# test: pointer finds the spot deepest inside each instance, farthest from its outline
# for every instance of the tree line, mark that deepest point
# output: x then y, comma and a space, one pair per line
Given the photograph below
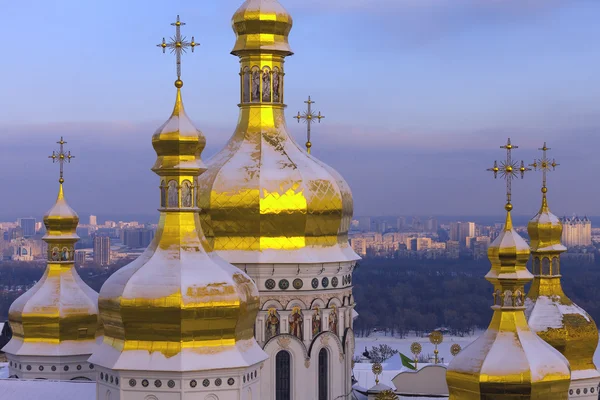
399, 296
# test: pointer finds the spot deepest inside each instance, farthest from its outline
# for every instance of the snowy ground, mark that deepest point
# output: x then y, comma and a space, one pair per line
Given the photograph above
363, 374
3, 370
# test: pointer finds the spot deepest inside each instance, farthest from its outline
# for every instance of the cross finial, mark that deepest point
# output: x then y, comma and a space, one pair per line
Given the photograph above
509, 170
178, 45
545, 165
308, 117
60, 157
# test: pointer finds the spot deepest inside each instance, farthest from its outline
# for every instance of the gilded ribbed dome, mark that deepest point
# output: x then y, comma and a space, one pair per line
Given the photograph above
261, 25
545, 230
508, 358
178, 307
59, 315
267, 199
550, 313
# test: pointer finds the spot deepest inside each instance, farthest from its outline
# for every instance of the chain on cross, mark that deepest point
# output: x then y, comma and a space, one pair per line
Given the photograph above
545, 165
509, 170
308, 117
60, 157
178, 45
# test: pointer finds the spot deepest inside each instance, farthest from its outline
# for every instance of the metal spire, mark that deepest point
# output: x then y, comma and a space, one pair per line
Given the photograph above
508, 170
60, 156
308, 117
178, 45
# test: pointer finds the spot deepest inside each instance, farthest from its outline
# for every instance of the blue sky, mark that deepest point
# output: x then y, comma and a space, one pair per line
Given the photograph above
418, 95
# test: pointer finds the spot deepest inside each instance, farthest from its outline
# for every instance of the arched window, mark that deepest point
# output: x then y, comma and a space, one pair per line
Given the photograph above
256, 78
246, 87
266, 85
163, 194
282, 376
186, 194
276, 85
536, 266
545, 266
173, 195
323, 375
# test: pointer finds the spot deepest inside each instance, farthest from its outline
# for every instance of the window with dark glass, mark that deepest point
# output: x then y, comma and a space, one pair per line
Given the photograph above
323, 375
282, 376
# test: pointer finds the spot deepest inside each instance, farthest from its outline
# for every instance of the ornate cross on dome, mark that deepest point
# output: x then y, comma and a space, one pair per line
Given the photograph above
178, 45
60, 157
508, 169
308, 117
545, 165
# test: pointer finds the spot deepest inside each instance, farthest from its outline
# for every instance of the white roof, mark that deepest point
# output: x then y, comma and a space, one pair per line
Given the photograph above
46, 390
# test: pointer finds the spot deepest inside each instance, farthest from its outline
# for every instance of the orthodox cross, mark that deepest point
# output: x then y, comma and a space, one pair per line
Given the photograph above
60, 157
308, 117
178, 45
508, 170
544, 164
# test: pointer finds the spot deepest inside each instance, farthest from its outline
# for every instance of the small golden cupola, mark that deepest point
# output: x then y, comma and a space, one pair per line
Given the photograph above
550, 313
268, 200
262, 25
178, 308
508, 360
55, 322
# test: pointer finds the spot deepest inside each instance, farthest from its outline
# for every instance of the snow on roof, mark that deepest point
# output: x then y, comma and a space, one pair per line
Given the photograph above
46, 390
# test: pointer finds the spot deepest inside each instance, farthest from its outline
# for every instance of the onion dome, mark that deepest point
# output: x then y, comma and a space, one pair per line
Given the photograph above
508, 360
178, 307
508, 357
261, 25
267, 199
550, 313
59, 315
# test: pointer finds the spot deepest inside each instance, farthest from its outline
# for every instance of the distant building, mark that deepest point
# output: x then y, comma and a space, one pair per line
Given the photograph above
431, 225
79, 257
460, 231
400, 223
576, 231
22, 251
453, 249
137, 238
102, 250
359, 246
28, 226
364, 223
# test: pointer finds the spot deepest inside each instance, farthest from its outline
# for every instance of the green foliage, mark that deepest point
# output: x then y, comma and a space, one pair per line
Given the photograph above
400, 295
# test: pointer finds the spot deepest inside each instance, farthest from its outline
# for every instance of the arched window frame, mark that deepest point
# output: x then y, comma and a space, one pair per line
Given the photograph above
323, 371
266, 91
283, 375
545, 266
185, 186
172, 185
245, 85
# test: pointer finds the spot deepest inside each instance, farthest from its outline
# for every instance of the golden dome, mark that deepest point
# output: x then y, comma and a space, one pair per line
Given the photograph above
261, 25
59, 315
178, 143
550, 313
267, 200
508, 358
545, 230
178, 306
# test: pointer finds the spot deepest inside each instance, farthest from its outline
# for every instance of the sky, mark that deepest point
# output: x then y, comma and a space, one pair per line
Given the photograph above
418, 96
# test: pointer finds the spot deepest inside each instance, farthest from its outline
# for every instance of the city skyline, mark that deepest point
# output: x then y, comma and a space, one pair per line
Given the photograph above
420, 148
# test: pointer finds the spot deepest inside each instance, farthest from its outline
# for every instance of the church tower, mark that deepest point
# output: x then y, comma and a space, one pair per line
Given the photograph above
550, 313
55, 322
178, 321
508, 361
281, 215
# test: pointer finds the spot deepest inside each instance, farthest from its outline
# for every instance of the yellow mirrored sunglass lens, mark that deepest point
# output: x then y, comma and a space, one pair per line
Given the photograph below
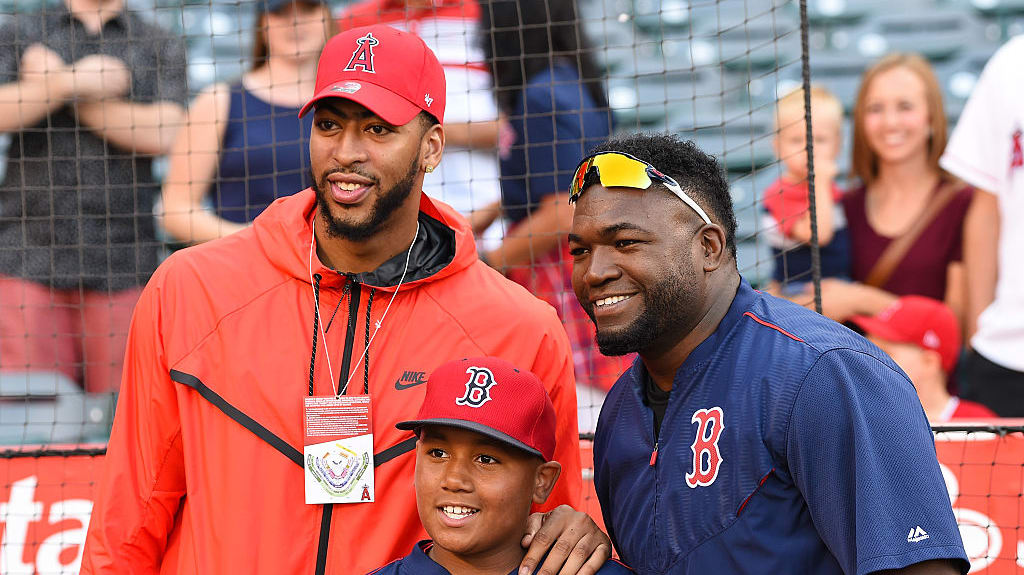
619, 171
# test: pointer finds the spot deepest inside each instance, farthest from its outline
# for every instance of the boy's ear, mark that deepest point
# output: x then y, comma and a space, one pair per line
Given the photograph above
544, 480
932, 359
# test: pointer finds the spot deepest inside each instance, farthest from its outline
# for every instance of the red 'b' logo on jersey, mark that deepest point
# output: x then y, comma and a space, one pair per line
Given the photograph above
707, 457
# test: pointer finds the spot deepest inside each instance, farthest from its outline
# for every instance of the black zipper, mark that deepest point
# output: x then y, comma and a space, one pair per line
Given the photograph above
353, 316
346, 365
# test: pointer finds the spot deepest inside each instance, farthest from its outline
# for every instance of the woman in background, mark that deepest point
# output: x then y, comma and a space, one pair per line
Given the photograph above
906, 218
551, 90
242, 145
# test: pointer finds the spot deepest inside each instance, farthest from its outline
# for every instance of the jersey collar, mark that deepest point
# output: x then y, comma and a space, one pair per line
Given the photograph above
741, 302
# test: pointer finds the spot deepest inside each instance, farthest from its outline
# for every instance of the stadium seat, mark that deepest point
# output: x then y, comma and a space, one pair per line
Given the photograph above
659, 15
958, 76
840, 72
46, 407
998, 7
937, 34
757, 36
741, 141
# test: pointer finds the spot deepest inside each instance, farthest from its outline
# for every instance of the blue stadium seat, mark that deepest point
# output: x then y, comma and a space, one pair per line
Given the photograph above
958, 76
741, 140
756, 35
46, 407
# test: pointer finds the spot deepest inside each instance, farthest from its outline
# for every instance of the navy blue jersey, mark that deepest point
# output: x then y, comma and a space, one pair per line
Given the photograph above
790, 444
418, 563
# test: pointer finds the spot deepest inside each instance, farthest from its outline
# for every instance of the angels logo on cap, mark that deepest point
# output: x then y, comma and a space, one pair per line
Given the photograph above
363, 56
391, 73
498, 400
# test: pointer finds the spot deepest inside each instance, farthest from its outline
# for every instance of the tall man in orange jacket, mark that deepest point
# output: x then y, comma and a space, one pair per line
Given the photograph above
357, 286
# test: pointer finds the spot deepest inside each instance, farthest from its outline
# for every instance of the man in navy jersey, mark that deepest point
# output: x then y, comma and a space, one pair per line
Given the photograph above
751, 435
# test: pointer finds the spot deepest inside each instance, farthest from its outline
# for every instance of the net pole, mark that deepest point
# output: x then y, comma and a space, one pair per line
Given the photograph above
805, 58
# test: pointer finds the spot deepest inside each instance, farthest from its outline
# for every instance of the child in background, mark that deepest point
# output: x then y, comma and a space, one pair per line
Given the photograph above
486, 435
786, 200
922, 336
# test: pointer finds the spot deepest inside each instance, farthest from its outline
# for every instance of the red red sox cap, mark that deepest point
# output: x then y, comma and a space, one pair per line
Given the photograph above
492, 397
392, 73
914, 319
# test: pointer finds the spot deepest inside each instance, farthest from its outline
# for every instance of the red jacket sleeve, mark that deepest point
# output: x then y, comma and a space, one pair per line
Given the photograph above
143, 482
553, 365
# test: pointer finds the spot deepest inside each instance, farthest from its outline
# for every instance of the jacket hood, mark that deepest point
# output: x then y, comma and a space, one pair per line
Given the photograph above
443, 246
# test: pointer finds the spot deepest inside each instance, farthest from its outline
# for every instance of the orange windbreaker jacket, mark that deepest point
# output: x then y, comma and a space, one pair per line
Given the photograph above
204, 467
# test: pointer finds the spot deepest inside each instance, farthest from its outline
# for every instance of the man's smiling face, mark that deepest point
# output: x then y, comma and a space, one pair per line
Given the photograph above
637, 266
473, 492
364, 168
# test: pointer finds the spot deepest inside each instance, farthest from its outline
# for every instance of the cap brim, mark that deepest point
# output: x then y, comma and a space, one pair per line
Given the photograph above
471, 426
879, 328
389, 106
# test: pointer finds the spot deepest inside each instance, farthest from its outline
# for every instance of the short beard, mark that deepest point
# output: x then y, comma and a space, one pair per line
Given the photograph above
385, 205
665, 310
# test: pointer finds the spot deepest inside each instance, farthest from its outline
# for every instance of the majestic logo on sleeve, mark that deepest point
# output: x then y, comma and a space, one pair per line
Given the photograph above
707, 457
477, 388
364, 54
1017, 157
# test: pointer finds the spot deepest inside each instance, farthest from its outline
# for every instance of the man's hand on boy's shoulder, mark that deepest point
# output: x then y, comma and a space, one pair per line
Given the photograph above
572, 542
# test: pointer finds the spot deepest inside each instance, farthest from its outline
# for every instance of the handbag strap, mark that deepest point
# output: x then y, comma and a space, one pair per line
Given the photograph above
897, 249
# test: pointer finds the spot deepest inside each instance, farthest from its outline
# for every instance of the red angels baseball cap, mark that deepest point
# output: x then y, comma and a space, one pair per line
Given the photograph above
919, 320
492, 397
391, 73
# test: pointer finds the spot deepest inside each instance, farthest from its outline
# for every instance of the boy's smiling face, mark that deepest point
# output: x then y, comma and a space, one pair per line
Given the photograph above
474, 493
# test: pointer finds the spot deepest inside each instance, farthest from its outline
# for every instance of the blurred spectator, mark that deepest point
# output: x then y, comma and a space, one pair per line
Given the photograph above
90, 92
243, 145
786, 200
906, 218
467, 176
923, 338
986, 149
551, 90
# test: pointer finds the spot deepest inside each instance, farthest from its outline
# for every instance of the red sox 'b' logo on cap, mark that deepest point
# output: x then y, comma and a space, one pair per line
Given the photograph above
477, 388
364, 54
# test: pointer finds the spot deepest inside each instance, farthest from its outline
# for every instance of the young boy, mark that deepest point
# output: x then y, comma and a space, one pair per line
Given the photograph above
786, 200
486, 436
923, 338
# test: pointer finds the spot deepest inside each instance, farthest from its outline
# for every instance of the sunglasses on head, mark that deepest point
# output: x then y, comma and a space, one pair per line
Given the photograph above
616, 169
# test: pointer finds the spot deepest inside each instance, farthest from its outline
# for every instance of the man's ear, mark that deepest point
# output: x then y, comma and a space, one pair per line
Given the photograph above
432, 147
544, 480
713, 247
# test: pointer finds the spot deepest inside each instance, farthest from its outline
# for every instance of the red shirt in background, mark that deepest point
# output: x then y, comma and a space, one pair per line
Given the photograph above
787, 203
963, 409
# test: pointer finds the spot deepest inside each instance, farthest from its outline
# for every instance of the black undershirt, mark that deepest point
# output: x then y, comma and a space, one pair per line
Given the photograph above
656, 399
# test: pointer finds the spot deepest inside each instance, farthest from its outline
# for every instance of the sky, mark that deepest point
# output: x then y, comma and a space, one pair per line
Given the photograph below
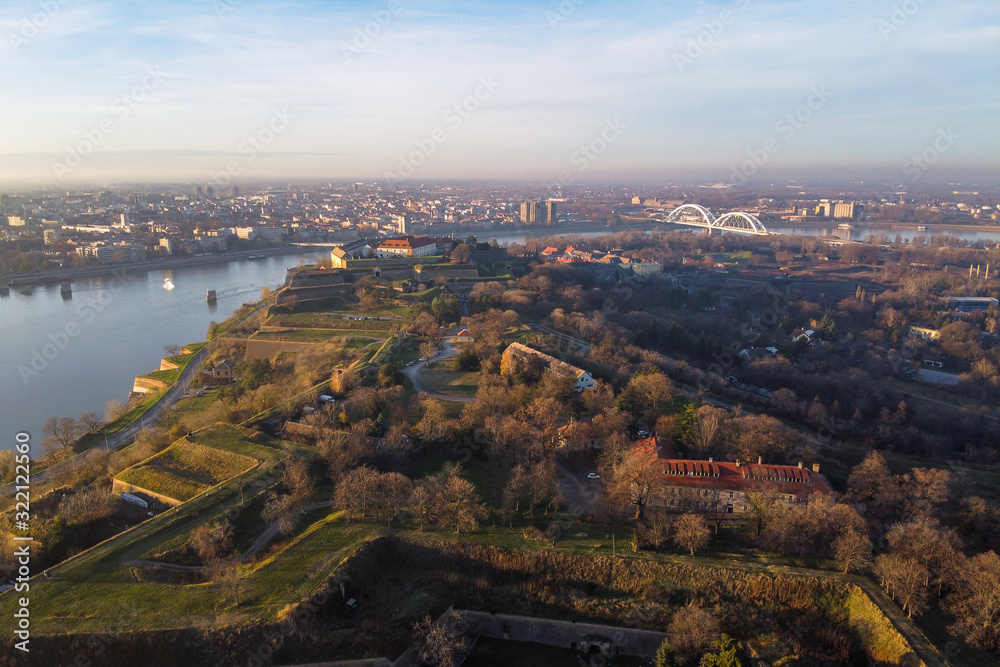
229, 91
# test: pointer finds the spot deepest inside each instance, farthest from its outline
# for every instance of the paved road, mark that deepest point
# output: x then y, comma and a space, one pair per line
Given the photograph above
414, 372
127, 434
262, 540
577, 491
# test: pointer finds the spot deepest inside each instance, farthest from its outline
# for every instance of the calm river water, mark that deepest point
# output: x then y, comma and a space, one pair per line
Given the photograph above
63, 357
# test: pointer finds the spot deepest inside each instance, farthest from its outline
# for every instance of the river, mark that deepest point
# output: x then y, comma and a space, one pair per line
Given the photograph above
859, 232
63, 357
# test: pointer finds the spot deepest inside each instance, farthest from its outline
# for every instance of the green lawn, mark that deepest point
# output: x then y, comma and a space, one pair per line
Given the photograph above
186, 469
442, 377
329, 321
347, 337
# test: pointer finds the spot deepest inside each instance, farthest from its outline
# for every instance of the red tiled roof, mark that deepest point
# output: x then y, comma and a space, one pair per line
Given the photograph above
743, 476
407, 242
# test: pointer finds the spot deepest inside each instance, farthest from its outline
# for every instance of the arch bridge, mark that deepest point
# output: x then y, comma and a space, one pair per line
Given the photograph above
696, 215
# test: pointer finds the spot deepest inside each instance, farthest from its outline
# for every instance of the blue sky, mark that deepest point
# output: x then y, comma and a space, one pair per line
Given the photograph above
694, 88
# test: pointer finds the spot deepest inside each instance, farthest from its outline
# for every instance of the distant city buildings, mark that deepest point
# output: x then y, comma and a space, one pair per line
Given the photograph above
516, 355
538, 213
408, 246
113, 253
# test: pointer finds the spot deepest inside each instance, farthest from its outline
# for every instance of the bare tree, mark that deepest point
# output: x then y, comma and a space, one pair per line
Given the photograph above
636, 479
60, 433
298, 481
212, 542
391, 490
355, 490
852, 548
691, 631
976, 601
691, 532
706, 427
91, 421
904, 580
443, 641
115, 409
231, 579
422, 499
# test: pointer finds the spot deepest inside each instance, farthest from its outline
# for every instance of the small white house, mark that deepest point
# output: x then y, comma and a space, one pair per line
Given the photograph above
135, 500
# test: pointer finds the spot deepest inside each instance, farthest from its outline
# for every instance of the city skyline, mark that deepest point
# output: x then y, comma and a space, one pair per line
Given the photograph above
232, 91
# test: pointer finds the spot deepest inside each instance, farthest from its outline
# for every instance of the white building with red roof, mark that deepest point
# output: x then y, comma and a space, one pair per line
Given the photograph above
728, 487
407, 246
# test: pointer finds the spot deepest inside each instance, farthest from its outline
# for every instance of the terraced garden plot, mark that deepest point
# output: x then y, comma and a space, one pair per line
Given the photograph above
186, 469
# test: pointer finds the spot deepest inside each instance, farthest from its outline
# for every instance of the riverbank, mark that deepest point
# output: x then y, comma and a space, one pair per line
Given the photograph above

_ _ _ _

DIRECTION:
Count the lines in the records above that contain the word "cross" and give only the number.

FINISHED EXERCISE:
4